Charlottesville

The Immigrant Mind: Charlottesville, Iraq and Anti-Semitism

Luma Simms | August 31, 2017

Umoo (Uncle) S. (a dear friend of my family) had an import-export business in Iraq. He was a Christian, and his business partner and trusted friend was a Jew. What eventually became of his prosperous business and this sincere friendship? It was destroyed by anti-Semitism.

He was eventually jailed, and his partner was hanged. He lost several other Jewish friends during that time – all hanged. And he lost his business. My paternal grandmother worked at a Jewish school in Mosul for many years before she married my grandfather and became a stay-at-home mom; her closest friend was Jewish. She lost her best friend because of anti-Semitism. Like so many Jews from all over Iraq after 1948, her friend was forced to leave Mosul. All across the Middle East, Jews were either killed or driven out.

Arab anti-Semitism is real and deadly.

_Dataset extract_
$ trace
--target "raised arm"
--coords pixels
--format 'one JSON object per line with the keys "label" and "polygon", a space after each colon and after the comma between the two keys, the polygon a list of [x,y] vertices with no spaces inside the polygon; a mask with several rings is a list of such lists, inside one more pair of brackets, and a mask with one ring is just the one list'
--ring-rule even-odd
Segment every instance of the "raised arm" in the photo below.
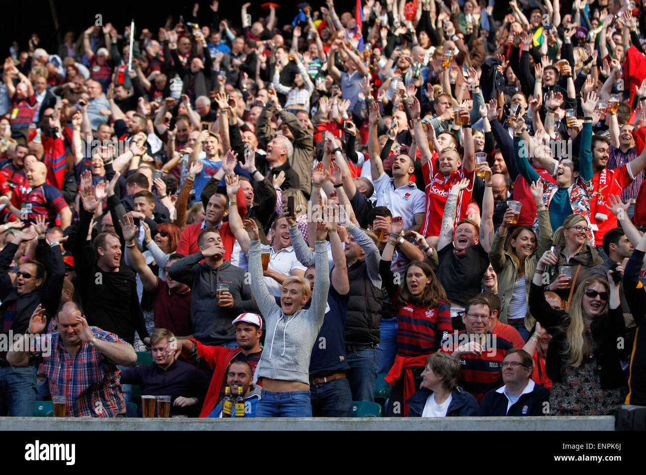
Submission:
{"label": "raised arm", "polygon": [[468,178],[463,178],[451,187],[446,204],[444,205],[444,216],[442,217],[442,226],[440,227],[440,235],[437,239],[437,250],[442,250],[453,240],[453,224],[455,222],[455,209],[457,206],[457,198],[460,193],[469,187]]}

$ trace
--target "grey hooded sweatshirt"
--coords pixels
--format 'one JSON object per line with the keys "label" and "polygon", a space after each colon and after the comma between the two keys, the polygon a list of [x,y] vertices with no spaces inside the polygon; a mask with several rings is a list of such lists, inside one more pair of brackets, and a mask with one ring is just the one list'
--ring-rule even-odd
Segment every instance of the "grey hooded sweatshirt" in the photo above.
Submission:
{"label": "grey hooded sweatshirt", "polygon": [[267,290],[262,277],[260,242],[251,241],[249,251],[251,291],[266,323],[265,346],[256,368],[255,375],[258,378],[309,384],[309,357],[323,324],[329,290],[325,241],[317,241],[316,266],[316,280],[309,308],[286,315]]}

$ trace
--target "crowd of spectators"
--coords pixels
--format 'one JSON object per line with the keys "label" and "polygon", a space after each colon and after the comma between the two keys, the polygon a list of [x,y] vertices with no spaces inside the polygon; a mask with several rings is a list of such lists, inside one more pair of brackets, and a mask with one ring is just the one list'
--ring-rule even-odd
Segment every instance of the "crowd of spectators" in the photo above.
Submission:
{"label": "crowd of spectators", "polygon": [[646,0],[314,3],[16,38],[0,415],[646,406]]}

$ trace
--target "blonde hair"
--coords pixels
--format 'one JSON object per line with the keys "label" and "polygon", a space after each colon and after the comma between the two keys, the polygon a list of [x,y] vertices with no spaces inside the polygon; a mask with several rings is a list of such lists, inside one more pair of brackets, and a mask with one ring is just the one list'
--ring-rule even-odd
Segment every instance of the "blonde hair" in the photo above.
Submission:
{"label": "blonde hair", "polygon": [[[579,222],[581,221],[585,221],[586,227],[588,227],[587,220],[586,220],[585,218],[584,218],[581,215],[576,215],[574,213],[572,213],[570,215],[570,216],[567,217],[565,220],[563,221],[563,225],[561,226],[559,228],[558,228],[554,232],[554,246],[556,246],[557,248],[558,248],[560,246],[565,246],[566,244],[565,235],[563,233],[563,231],[565,231],[565,229],[567,229],[567,228],[571,227],[572,226],[576,224],[576,223]],[[585,246],[585,244],[584,244],[583,246]]]}
{"label": "blonde hair", "polygon": [[309,282],[307,280],[306,280],[304,277],[300,277],[298,275],[290,275],[283,281],[281,289],[284,289],[290,284],[300,284],[302,288],[303,295],[307,297],[307,300],[309,300],[309,297],[312,295],[312,290],[310,288]]}
{"label": "blonde hair", "polygon": [[[585,322],[583,321],[583,300],[585,291],[587,290],[593,284],[601,284],[605,288],[605,291],[610,293],[607,281],[599,276],[588,277],[583,280],[583,282],[579,286],[579,288],[574,292],[570,302],[569,311],[570,324],[565,331],[565,338],[567,341],[566,348],[563,350],[563,354],[570,355],[568,363],[573,366],[580,366],[583,360],[592,354],[592,344],[590,339],[588,332],[586,331]],[[610,300],[609,297],[606,301],[603,310],[599,315],[603,315],[608,311],[608,302]]]}

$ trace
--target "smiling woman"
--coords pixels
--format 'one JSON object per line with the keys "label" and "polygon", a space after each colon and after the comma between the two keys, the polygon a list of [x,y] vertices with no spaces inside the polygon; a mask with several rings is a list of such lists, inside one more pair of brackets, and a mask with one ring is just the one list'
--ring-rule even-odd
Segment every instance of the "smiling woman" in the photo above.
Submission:
{"label": "smiling woman", "polygon": [[404,403],[419,387],[426,358],[453,331],[446,293],[431,266],[413,261],[404,275],[398,301],[397,354],[386,378],[393,386],[389,417],[406,416],[409,408]]}

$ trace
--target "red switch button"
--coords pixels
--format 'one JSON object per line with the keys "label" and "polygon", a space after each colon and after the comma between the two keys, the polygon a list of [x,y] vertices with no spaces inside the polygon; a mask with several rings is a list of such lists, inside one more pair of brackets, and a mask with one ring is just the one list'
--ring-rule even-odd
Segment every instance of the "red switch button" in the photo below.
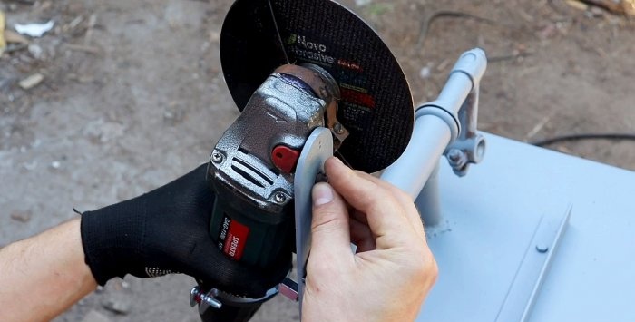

_Try it_
Can you repeat, word for word, the part of the essay on anti-Semitism in Iraq from "Umoo (Uncle) S." up to and including "or driven out."?

_Answer section_
Umoo (Uncle) S. (a dear friend of my family) had an import-export business in Iraq. He was a Christian, and his business partner and trusted friend was a Jew. What eventually became of his prosperous business and this sincere friendship? It was destroyed by anti-Semitism.

He was eventually jailed, and his partner was hanged. He lost several other Jewish friends during that time – all hanged. And he lost his business. My paternal grandmother worked at a Jewish school in Mosul for many years before she married my grandfather and became a stay-at-home mom; her closest friend was Jewish. She lost her best friend because of anti-Semitism. Like so many Jews from all over Iraq after 1948, her friend was forced to leave Mosul. All across the Middle East, Jews were either killed or driven out.